"""
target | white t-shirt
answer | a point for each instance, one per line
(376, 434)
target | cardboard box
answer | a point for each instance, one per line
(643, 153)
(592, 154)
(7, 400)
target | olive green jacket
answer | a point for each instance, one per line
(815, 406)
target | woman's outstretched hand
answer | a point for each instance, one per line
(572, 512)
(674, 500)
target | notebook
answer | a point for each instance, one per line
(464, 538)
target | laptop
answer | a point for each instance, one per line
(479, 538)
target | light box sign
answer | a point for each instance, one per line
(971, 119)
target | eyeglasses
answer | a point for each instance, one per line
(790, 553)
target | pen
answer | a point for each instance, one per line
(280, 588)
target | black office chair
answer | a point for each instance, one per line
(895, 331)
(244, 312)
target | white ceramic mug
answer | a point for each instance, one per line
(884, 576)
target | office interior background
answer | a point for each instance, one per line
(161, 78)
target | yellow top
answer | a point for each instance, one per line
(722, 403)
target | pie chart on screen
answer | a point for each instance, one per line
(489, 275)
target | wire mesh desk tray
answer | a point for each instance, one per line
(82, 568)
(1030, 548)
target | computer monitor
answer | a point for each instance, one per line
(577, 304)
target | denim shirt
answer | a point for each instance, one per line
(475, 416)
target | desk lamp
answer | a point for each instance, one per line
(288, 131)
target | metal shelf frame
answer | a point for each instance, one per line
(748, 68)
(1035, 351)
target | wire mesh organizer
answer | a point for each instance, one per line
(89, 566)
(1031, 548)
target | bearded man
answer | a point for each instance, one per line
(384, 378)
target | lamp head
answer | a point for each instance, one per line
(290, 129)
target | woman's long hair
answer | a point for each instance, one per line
"""
● YOUR INSTRUCTIONS: Can you rewrite the records above, changing every "wire mesh" to "metal mesh" and leaving everything else the same?

● EXPECTED ANSWER:
target | white t-shirt
answer | a point for each instance, one per line
(376, 434)
target | cardboard box
answer | a point for each instance, one per line
(643, 153)
(592, 154)
(7, 400)
target | olive green jacket
answer | a point for each instance, one per line
(815, 406)
target | woman's outstretched hand
answer | a point for each instance, one per line
(572, 512)
(674, 500)
target | notebook
answer | a point for each instance, one per line
(464, 538)
target | laptop
answer | a point for each instance, one per line
(479, 538)
target | light box sign
answer | a point for each instance, one per line
(971, 119)
target | eyeglasses
answer | a point for each instance, one per line
(790, 553)
target | pen
answer | a point for each instance, one per line
(280, 588)
target | black office chair
answer | a point for each instance, one per line
(895, 331)
(244, 312)
target | white ceramic mug
answer | a point for each instance, one per line
(884, 576)
target | office interior background
answer | a point for each instance, one per line
(161, 78)
target | yellow top
answer | a point for each instance, one per line
(722, 403)
target | pie chart on screen
answer | a point for each instance, one per line
(489, 275)
target | metal mesh desk tray
answer | a point for each instance, one per line
(82, 568)
(1030, 548)
target | computer monitor
answer | a point for each instance, one per line
(577, 304)
target | denim shirt
answer | a point for each instance, one per line
(475, 416)
target | desk lamp
answer | a point for each instance, one per line
(288, 131)
target | metal shelf frame
answer | a point for each instance, one per line
(748, 68)
(1035, 351)
target | metal mesh organizer
answer | a point for each instance, one per line
(89, 566)
(1031, 548)
target | bearded man
answer | a point for each instance, one per line
(384, 378)
target | lamp head
answer | a point for each instance, one per line
(290, 129)
target | woman's long hair
answer | a point for each instance, one per line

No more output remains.